Open Feilijiang opened 5 months ago
Hi @Feilijiang, this is a good question!
Many batch-correction methods such as Harmony operate on the PCA matrix, not the full RNA counts matrix. Disk-backed calculations with BPCells can be quite helpful for calculating the PCA matrix, but once you have the PCA matrix disk-backed operations are usually not required and you can use tools that work fully in-memory. (The memory usage in R should be about 400MB of memory per million cells assuming 50 PCs, meaning you could handle a 20M cell dataset with just 8GB of RAM to store the PCs)
The good news here is that Harmony already accepts a PCA matrix as input. The examples in the Harmony docs show you can run harmony directly on a PCA matrix as follows:
harmony_object <- HarmonyMatrix(pca_matrix, meta_data, 'dataset',
do_pca=FALSE, return_object=TRUE)
BPCells is unlikely to implement wrapper functions around Harmony since I want to keep the BPCells functionality focused on disk-backed operations, but I'd definitely consider putting up tutorials showing how to use Harmony at the end of a BPCells workflow.
In summary, I'd suggest that you do normalization + PCA using BPCells, then use the Harmony package directly for batch correction once you have the PCA matrix.
If you need help getting to a PCA, I'd suggest either following the steps in the BPCells tutorial or using Seurat's wrappers around BPCells
Hi Ben,
Thank you for the awesome tool. I have recently started using it to analyze my datasets. However, I am encountering strong batch effects in my data. I was wondering if you have any plans to incorporate Harmony or other batch-effect correction methods into the tool. This feature would be incredibly helpful, especially for large datasets.
Please forgive me if I have overlooked something. Many thanks, and I look forward to your reply.

DATA SHOWN:
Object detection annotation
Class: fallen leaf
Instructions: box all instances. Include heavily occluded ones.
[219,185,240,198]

WHAT YOU WILL DO:
- 1) Based on the BPCells thread, explain why BPCells is unlikely to add wrapper functions around Harmony.
- 2) Write out the stretch of the BPCells thread from "In summary, I'd" through "to your reply.".

ANSWERS GIVEN:
- 1) The maintainer wants to keep BPCells focused on disk-backed operations. Harmony works on the PCA matrix, which is small enough to handle fully in memory, so it can be used directly at the end of a BPCells workflow.

- 2)
In summary, I'd suggest that you do normalization + PCA using BPCells, then use the Harmony package directly for batch correction once you have the PCA matrix.
If you need help getting to a PCA, I'd suggest either following the steps in the BPCells tutorial or using Seurat's wrappers around BPCells
Hi Ben,
Thank you for the awesome tool. I have recently started using it to analyze my datasets. However, I am encountering strong batch effects in my data. I was wondering if you have any plans to incorporate Harmony or other batch-effect correction methods into the tool. This feature would be incredibly helpful, especially for large datasets.
Please forgive me if I have overlooked something. Many thanks, and I look forward to your reply.